**Document passage**

********************

Deborah MacKenzie, consultant
Forty years ago this spring, three idealistic young computer modellers wrote The Limits to Growth, a book that detailed the first effort to use computers to project possible global futures. And what a projection. Dennis and Dana Meadows and Jörgen Randers created mathematical models of how global population, food, health, industry and resources affected each other, and then extrapolated to see what would happen if booming economic and population growth continued.
The result shocked them: the simulated society collapsed. No technological fix short of abandoning material growth could save repeated simulations from overshooting resource limits and plunging into megadeath and poverty. Partly as a result, the book was met with overwhelming, and largely ideological, derision - but, as I discovered on delving into its history earlier this year, it has never been disproved. Rather the opposite.

********************

**Written instruction 1**
According to the passage on The Limits to Growth, what factors did the authors' mathematical models show affecting each other? List them all.
**Written instruction 2**
Return each line of the records that contains the word "white", matching case exactly.

**Object position labeling entries**
********************

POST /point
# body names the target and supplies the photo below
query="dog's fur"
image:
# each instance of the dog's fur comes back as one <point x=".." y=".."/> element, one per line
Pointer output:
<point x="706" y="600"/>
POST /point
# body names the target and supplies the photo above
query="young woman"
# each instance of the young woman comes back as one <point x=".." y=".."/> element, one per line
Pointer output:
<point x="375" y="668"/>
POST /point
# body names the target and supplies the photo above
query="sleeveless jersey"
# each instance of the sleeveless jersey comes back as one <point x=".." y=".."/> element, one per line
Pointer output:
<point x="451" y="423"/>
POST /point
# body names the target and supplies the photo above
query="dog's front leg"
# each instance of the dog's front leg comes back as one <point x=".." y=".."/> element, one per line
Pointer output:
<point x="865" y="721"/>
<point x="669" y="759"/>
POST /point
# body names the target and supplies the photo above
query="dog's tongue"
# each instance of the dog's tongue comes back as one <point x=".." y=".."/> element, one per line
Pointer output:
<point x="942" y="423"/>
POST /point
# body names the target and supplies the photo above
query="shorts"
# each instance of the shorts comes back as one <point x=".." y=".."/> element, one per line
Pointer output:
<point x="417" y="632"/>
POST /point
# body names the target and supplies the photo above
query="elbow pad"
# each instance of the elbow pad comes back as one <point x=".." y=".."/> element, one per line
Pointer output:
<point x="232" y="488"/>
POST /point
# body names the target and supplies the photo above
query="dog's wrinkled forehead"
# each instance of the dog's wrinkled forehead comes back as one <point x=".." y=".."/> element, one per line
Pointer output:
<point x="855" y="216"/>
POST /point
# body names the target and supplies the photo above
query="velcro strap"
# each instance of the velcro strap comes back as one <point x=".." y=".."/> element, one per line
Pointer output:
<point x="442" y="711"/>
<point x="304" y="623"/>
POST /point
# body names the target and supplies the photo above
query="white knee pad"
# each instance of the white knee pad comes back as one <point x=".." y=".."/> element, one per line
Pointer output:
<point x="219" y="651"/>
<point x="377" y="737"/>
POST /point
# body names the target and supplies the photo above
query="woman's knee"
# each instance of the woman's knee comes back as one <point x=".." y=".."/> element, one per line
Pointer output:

********************

**Expected answer 1**
- global population
- food
- health
- industry
- resources

**Expected answer 2**
query="white knee pad"
# each instance of the white knee pad comes back as one <point x=".." y=".."/> element, one per line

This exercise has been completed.